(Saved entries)

+ + + +

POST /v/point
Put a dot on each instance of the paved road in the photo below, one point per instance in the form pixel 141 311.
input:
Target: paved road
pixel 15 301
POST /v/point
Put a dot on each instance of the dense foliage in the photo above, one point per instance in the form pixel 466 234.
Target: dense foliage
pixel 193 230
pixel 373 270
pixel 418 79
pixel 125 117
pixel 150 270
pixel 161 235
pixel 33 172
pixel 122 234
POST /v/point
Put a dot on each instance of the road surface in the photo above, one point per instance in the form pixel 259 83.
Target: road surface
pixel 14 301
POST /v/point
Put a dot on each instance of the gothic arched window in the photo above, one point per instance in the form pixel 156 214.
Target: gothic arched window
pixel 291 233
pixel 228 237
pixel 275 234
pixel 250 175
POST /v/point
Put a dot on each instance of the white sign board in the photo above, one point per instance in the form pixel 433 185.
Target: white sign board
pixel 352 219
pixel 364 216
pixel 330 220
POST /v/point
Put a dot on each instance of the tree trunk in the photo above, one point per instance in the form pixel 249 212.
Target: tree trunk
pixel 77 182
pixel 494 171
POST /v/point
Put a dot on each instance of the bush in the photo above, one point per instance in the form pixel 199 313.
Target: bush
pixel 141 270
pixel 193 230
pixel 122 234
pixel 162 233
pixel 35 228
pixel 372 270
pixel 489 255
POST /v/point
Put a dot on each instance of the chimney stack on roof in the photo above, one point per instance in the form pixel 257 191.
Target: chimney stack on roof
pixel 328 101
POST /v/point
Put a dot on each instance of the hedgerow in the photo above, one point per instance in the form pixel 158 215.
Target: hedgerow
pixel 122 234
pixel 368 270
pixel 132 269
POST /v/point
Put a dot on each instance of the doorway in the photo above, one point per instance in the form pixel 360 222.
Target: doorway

+ + + +

Check each line above for "doorway" and please state only how many have it.

2